— start SELECTED TEXT —

There's a cinematic crime being perpetrated on the population right now, and it's called Teenage Mutant Ninja Turtles: Out of the Shadows. There are dozens upon dozens of problems with this film and Brandy and I are going to hash them out in a spoiler-filled battle. Let's start with this chestnut...


Why is Mikey quoting Scarface and Taxi Driver?


STEVE: I have a real problem with this. During the Shredder extraction chase, Mikey says, "Say hello to my little friend!" while operating the arms on the garbage truck. Later while relaxing at the lair, he starts doing the, "You talkin' to me?" bit from Taxi Driver. I have so many issues with this one: When and how is he watching these movies? Who is this joke for? Did anyone laugh at this at any point in time? Why is he quoting two of the most violent motion pictures of all time in this movie that's ostensibly for little children? Writers and improv crazy actors, here's a tip... We're all done with these two quotes. They don't need to turn up in another movie for as long as I live. If you just can't resist the urge to do a "say hello to my little friend" joke, kindly remember that this line has been referenced in close to 600 movies and TV shows since 1983. We can put this fucking thing to bed! Am I overreacting Brandy? Do these jokes belong in this movie?'

BRANDY: To be fair, I think maybe that was a ham-fisted attempt at a callback to the original TMNT, when Mikey does impressions of Rocky Balboa and Jimmy Cagney. I think their heart was in the right place, but yeah, it did seem like someone's granddad trying to be hip. But I don't care, because...

— end SELECTED TEXT —
— start STORED RECORDS —

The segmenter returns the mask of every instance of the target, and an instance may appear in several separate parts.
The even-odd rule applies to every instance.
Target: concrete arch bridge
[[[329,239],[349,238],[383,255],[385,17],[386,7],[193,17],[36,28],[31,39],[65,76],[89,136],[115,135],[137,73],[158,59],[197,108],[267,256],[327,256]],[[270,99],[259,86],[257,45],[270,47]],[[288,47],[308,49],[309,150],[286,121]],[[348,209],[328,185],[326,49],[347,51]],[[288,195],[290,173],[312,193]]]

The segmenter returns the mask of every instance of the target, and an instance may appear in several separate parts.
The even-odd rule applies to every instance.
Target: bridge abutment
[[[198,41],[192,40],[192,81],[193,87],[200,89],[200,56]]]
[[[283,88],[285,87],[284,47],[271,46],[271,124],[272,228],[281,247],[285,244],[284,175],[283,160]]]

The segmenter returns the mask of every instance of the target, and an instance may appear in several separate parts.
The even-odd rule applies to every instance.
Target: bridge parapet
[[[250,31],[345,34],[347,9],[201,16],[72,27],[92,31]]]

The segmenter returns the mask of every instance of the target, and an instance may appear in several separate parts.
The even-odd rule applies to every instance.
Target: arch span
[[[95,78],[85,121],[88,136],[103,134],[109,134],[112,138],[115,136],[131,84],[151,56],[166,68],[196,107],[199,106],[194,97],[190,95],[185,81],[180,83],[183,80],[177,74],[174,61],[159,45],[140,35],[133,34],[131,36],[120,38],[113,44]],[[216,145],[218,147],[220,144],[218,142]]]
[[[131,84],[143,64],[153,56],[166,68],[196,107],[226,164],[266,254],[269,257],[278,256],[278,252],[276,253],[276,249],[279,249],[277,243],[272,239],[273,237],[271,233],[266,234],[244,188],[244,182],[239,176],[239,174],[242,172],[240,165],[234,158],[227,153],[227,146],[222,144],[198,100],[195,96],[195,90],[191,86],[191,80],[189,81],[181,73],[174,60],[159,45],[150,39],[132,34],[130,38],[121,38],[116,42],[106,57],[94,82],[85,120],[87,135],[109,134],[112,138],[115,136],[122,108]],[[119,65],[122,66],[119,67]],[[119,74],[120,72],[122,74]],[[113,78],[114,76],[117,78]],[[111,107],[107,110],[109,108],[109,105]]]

— end STORED RECORDS —

* THE TASKS:
1. Repeat the part of the Out of the Shadows review above that opens with the words containing "There's a cinematic" and closes with "with this chestnut...".
2. Name every movie title written out in full, not abbreviated, in the Out of the Shadows review above.
3. Carry the Out of the Shadows review forward from its final sentence.

* THE ANSWERS:
1.
There's a cinematic crime being perpetrated on the population right now, and it's called Teenage Mutant Ninja Turtles: Out of the Shadows. There are dozens upon dozens of problems with this film and Brandy and I are going to hash them out in a spoiler-filled battle. Let's start with this chestnut...

2.
Teenage Mutant Ninja Turtles: Out of the Shadows
Scarface
Taxi Driver

3.
They Completely Captured The Spirit Of The Turtles Themselves (From the 90s Cartoon)


BRANDY: The last TMNT didn't know what it wanted to be. Realistic? Cartoony? Fun? Dark? It seemed like an odd mishmash of Michael Bay throwing literally everything at the wall and hoping it sticks. This film was *fun*. The Turtles were like big kids, with tons of fun, juvenile humor, and Rocksteady and Bebop were exactly what I hoped.  When I go see a movie about mutated anthropomorphic adolescent sewer-dwelling reptiles doing martial arts, I'm not looking for Oscar material. I want a big, dumb, fun, light movie, and that's what I got with this one. Is it groundbreaking? Nope. Is it stupid? Absolutely. It's basically a Pauly Shore movie made for this generation with CGI ninja monsters, but I'm kind of onboard with that. I felt like the sequel found their footing with the Turtles in this film—and Bebop and Rocksteady really stole the film for me.  Steve?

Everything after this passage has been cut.